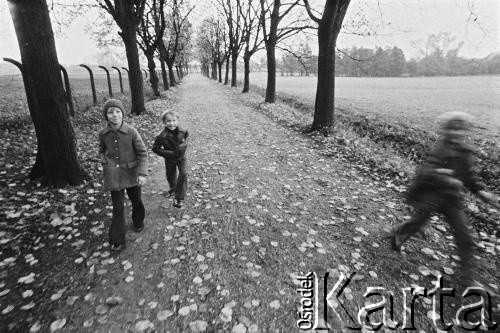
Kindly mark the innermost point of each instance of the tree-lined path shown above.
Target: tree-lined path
(264, 203)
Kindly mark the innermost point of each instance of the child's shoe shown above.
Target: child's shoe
(117, 247)
(396, 240)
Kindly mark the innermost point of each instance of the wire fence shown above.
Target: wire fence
(14, 105)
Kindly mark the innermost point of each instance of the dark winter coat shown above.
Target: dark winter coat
(171, 145)
(124, 157)
(432, 188)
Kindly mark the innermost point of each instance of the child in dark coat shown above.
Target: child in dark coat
(171, 144)
(438, 187)
(125, 166)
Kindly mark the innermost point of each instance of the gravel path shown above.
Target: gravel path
(264, 203)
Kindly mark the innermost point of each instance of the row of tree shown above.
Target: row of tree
(249, 26)
(160, 28)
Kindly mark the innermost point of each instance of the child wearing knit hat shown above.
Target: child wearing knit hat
(125, 165)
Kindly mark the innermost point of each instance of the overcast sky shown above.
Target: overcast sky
(397, 23)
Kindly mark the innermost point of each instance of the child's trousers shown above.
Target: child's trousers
(177, 177)
(117, 229)
(456, 219)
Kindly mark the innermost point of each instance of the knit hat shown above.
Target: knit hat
(110, 103)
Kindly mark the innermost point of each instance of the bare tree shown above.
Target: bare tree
(56, 159)
(251, 36)
(211, 45)
(272, 13)
(178, 29)
(232, 14)
(128, 14)
(329, 26)
(150, 33)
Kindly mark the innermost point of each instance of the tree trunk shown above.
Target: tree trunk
(214, 70)
(271, 71)
(56, 161)
(163, 73)
(234, 68)
(129, 37)
(328, 31)
(153, 78)
(219, 67)
(246, 80)
(226, 78)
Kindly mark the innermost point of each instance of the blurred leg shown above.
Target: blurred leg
(458, 222)
(408, 229)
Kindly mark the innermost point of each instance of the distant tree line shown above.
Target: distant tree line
(387, 62)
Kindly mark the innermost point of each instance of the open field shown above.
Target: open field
(418, 100)
(13, 98)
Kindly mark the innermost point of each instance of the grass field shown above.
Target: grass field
(417, 100)
(13, 98)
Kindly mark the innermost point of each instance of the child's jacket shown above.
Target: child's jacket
(124, 157)
(432, 188)
(171, 145)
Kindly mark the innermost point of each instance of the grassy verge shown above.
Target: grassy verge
(386, 150)
(52, 230)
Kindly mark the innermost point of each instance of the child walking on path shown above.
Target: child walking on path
(438, 188)
(125, 166)
(171, 144)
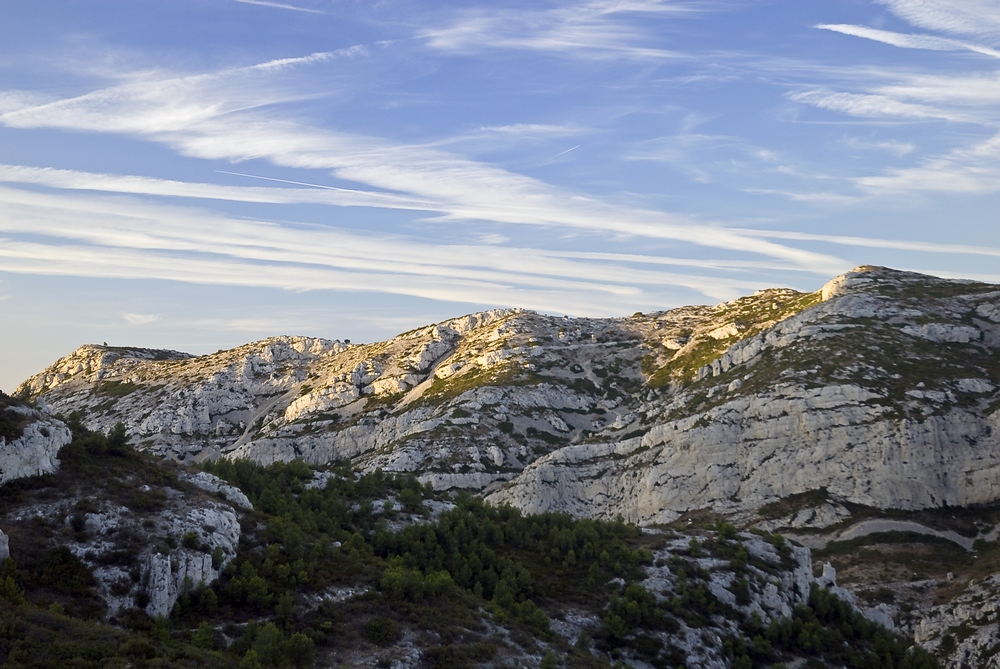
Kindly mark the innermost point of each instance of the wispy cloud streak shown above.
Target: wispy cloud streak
(597, 30)
(220, 117)
(280, 5)
(909, 41)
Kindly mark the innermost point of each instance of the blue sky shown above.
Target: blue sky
(196, 174)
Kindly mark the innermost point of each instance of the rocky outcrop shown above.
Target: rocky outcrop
(881, 387)
(161, 542)
(35, 451)
(209, 538)
(212, 483)
(751, 451)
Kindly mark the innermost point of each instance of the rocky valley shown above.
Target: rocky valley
(753, 442)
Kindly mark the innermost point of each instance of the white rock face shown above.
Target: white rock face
(746, 453)
(35, 452)
(885, 393)
(168, 576)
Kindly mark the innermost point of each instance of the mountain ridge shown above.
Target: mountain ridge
(887, 376)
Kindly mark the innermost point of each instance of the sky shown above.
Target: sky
(196, 174)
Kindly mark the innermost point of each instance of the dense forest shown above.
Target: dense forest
(337, 568)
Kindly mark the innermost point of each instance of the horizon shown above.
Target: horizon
(194, 176)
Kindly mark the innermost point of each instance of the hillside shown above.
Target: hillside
(120, 559)
(860, 421)
(882, 388)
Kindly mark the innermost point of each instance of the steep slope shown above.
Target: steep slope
(885, 394)
(881, 388)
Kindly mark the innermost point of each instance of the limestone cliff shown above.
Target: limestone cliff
(881, 387)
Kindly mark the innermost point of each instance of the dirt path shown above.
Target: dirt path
(866, 527)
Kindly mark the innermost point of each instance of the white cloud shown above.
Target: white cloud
(869, 242)
(126, 238)
(857, 104)
(962, 17)
(909, 41)
(280, 5)
(891, 146)
(220, 117)
(590, 30)
(972, 169)
(139, 319)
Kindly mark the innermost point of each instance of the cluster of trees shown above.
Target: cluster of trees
(435, 576)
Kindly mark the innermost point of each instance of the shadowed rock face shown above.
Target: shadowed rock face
(880, 387)
(35, 450)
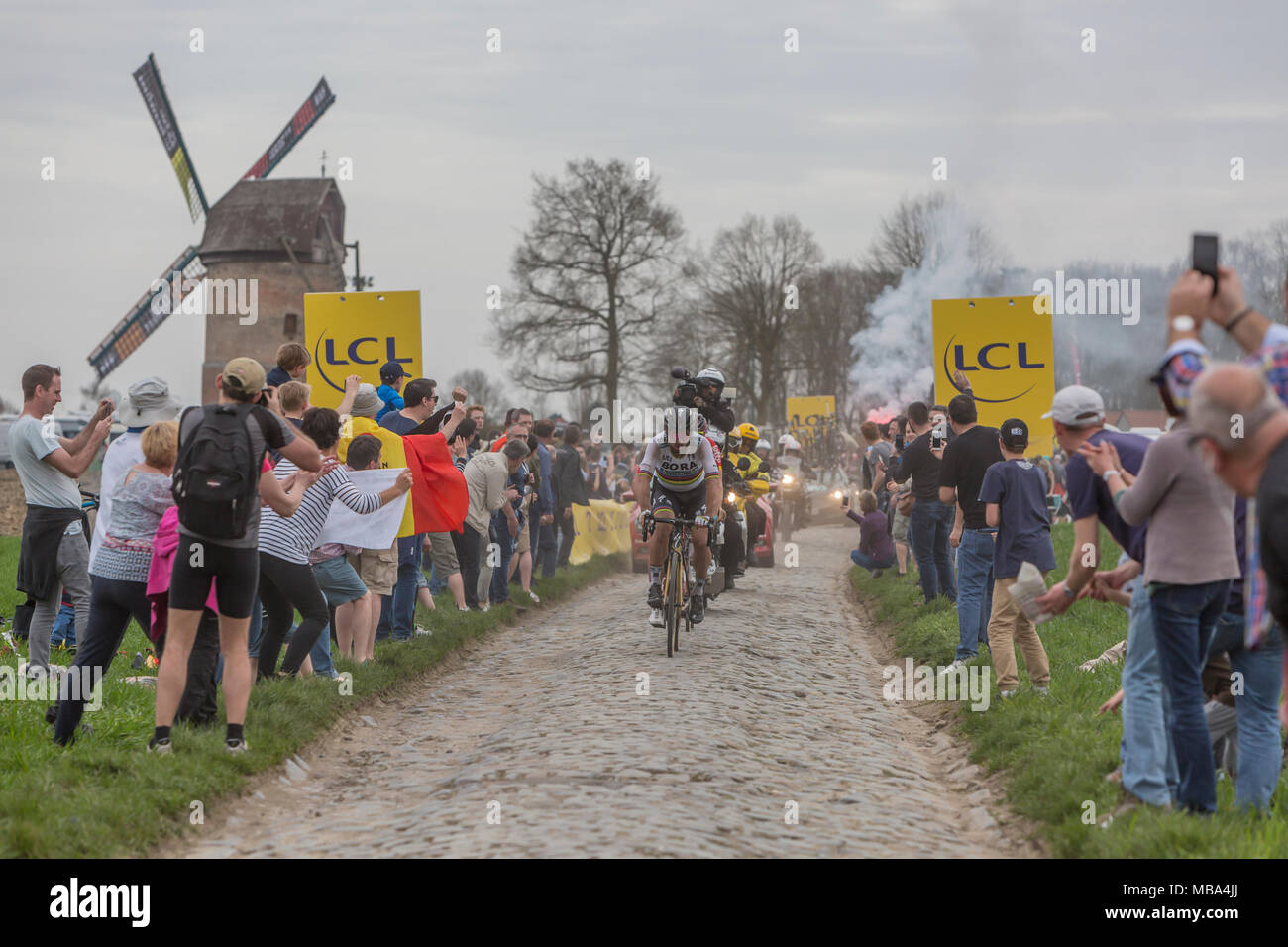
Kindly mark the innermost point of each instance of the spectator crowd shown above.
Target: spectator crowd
(209, 527)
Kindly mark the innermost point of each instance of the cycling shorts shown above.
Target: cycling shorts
(686, 505)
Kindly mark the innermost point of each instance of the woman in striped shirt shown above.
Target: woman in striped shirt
(286, 579)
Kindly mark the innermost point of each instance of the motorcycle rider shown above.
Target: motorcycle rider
(751, 468)
(704, 392)
(681, 475)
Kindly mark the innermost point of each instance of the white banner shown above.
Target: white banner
(373, 530)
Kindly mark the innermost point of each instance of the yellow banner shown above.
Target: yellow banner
(603, 528)
(355, 334)
(811, 411)
(1005, 351)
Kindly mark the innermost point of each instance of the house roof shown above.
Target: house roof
(257, 214)
(1137, 418)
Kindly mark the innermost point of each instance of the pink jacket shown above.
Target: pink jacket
(165, 543)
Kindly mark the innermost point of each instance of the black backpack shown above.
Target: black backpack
(215, 480)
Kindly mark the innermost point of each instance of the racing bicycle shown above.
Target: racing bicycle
(677, 581)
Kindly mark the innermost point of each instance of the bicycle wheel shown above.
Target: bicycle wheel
(673, 599)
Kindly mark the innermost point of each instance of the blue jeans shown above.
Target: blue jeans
(867, 562)
(256, 630)
(1260, 750)
(928, 526)
(1184, 618)
(64, 628)
(1149, 766)
(321, 654)
(398, 611)
(505, 541)
(974, 590)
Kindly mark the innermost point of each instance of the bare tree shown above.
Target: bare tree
(751, 274)
(833, 305)
(1261, 260)
(482, 390)
(593, 269)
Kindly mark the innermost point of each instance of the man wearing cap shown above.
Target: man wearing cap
(232, 564)
(389, 574)
(1237, 424)
(147, 401)
(1188, 592)
(1147, 763)
(390, 382)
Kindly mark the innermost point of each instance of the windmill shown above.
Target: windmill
(184, 273)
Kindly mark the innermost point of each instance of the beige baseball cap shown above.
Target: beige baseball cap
(244, 375)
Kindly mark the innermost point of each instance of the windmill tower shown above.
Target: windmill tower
(283, 239)
(266, 244)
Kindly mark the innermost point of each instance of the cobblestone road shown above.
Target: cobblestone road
(774, 701)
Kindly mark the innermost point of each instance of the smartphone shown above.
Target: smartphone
(1203, 256)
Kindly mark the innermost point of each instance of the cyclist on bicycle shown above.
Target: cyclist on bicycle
(679, 472)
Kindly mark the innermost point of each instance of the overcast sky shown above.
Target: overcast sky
(1117, 154)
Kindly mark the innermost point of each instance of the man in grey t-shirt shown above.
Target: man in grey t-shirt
(48, 467)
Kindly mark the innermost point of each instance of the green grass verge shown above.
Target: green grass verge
(1055, 751)
(107, 796)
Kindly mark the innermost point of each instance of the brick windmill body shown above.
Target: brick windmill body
(269, 241)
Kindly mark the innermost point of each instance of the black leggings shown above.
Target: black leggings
(200, 703)
(284, 586)
(111, 605)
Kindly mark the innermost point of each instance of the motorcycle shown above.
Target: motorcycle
(791, 505)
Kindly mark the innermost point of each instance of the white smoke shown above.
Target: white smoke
(896, 351)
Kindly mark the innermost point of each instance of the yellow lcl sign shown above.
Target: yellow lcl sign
(1005, 350)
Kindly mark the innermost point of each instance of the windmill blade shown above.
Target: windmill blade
(300, 123)
(149, 80)
(154, 307)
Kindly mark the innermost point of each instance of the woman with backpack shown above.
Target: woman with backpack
(217, 482)
(286, 579)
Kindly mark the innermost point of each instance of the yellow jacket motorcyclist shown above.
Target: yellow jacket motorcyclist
(754, 474)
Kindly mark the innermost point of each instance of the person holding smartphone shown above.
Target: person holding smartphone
(876, 549)
(930, 519)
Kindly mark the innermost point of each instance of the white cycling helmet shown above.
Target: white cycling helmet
(679, 423)
(709, 376)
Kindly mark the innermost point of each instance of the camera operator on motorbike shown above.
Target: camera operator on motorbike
(751, 468)
(681, 474)
(704, 392)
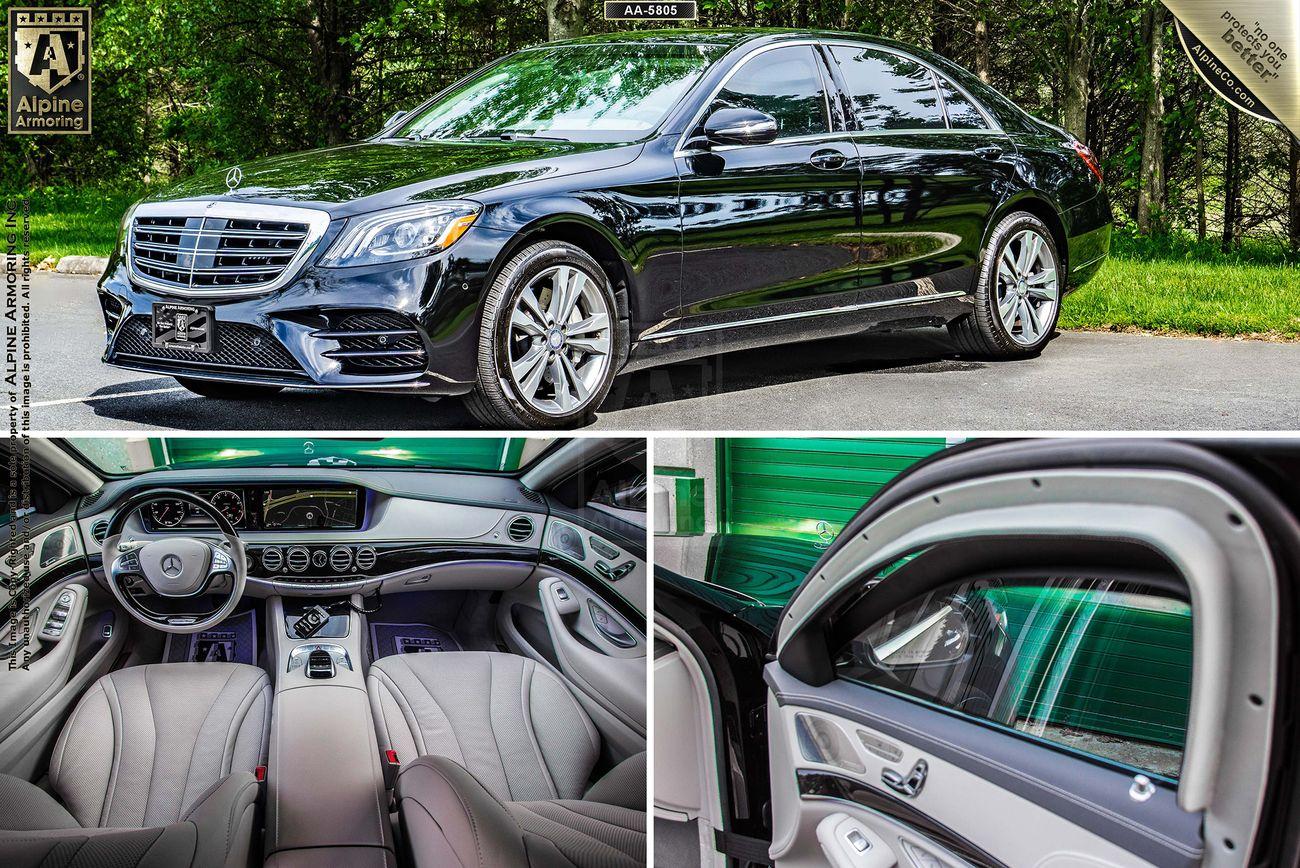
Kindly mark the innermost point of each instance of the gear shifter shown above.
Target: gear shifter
(320, 664)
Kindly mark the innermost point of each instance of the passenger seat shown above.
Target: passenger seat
(495, 755)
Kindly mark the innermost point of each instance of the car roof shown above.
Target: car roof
(727, 37)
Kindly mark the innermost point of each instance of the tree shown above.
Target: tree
(1151, 179)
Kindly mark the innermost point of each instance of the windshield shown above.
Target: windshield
(599, 92)
(131, 455)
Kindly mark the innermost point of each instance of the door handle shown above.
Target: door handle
(828, 160)
(910, 785)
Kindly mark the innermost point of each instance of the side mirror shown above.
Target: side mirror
(394, 118)
(740, 126)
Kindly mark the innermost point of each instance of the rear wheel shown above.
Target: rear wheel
(226, 391)
(549, 341)
(1017, 294)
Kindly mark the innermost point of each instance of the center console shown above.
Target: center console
(326, 799)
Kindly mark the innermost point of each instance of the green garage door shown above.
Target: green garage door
(789, 486)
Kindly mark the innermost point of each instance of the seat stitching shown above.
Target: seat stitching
(525, 697)
(189, 768)
(492, 729)
(434, 821)
(447, 717)
(118, 727)
(238, 717)
(412, 725)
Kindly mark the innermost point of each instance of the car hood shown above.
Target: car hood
(367, 176)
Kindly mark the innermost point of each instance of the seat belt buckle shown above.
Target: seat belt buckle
(391, 765)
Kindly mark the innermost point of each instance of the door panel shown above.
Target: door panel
(982, 789)
(1013, 512)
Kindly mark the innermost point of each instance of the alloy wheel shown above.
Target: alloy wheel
(559, 341)
(1027, 294)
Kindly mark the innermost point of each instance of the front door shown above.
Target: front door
(1038, 667)
(770, 230)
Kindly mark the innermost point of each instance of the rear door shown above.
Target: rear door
(934, 169)
(771, 229)
(1056, 662)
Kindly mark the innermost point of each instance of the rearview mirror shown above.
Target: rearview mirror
(740, 126)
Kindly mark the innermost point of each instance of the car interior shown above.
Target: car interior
(428, 651)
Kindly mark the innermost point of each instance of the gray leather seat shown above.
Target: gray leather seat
(495, 755)
(154, 767)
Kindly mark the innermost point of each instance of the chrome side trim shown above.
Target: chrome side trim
(317, 221)
(800, 315)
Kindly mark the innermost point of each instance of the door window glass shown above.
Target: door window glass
(783, 82)
(1093, 664)
(962, 113)
(889, 92)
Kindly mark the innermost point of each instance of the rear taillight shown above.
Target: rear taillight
(1088, 159)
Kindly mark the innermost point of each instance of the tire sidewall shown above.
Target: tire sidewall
(498, 331)
(1002, 235)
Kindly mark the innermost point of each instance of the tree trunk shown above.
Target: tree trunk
(564, 18)
(1231, 177)
(1199, 166)
(982, 48)
(1294, 195)
(1151, 179)
(1078, 69)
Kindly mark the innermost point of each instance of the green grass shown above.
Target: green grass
(1169, 285)
(1177, 286)
(76, 222)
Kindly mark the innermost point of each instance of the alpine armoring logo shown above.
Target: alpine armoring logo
(50, 70)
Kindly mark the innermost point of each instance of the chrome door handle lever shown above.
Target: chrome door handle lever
(910, 785)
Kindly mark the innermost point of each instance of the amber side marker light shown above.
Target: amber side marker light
(1088, 159)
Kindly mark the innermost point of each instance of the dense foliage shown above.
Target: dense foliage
(187, 85)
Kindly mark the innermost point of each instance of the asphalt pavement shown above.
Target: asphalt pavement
(1082, 381)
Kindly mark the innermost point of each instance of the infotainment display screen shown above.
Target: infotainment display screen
(302, 508)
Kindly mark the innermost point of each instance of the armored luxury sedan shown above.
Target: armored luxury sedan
(585, 208)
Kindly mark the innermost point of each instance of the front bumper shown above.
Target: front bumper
(403, 329)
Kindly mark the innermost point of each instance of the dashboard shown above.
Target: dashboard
(280, 507)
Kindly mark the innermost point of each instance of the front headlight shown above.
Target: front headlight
(401, 234)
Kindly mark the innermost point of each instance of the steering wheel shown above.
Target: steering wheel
(176, 584)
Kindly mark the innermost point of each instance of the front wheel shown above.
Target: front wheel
(226, 391)
(1017, 294)
(549, 341)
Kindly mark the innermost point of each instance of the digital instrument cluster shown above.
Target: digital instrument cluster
(281, 507)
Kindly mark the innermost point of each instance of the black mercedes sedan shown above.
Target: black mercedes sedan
(586, 208)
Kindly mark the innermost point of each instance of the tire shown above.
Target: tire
(226, 391)
(984, 331)
(502, 398)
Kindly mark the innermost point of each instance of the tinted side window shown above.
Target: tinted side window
(889, 92)
(785, 83)
(1095, 664)
(962, 113)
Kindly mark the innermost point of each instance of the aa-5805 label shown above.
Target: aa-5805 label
(615, 11)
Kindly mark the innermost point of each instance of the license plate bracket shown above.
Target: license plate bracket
(185, 326)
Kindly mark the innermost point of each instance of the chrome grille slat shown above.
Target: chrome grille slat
(220, 247)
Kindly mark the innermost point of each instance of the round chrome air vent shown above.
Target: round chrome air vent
(298, 559)
(272, 559)
(341, 559)
(520, 528)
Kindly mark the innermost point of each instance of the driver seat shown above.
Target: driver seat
(155, 767)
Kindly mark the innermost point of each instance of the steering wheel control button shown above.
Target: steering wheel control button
(610, 628)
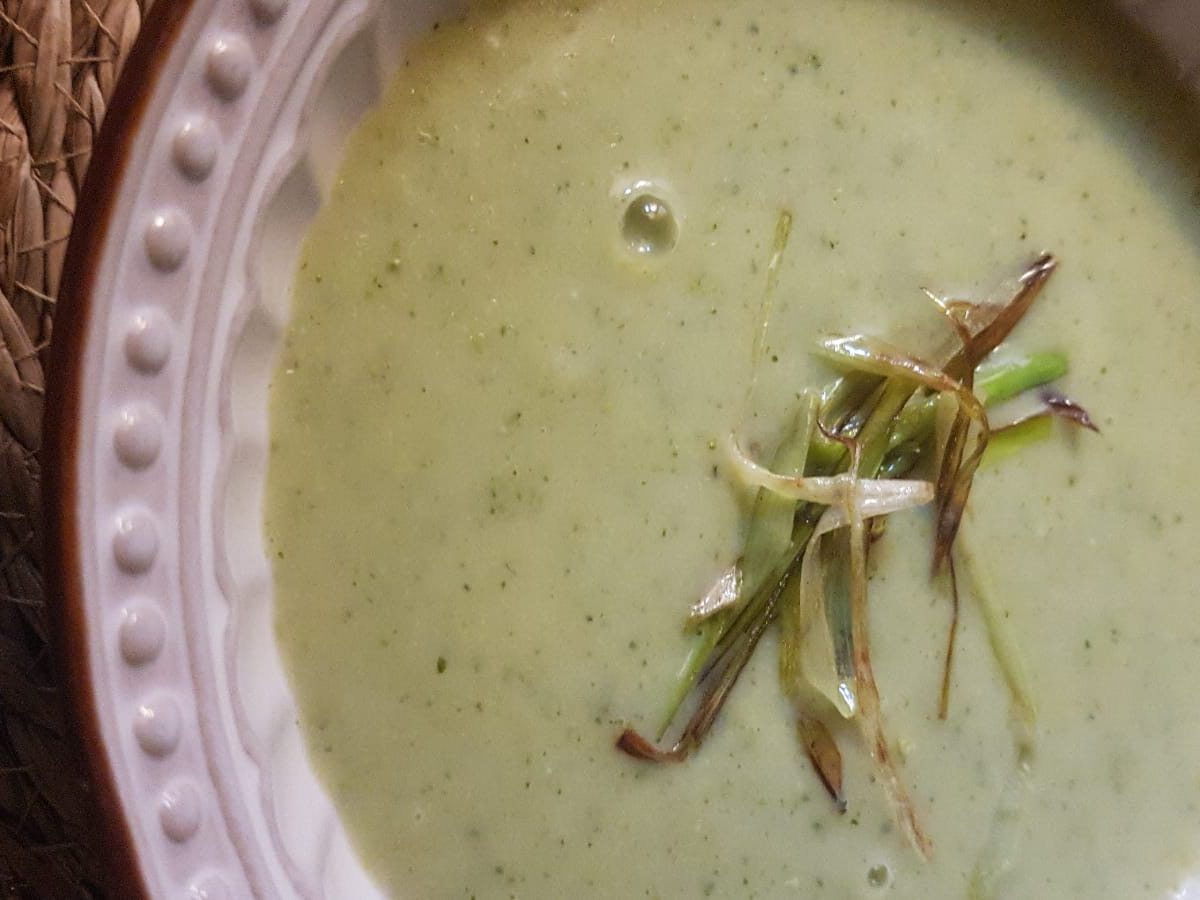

▸ EXERCISE DESCRIPTION: Copy out each line above that contains the string "glass".

▸ EXERCISE OUTPUT:
Kindly mark the innermost point of each instance of the door window glass shown above.
Target: door window glass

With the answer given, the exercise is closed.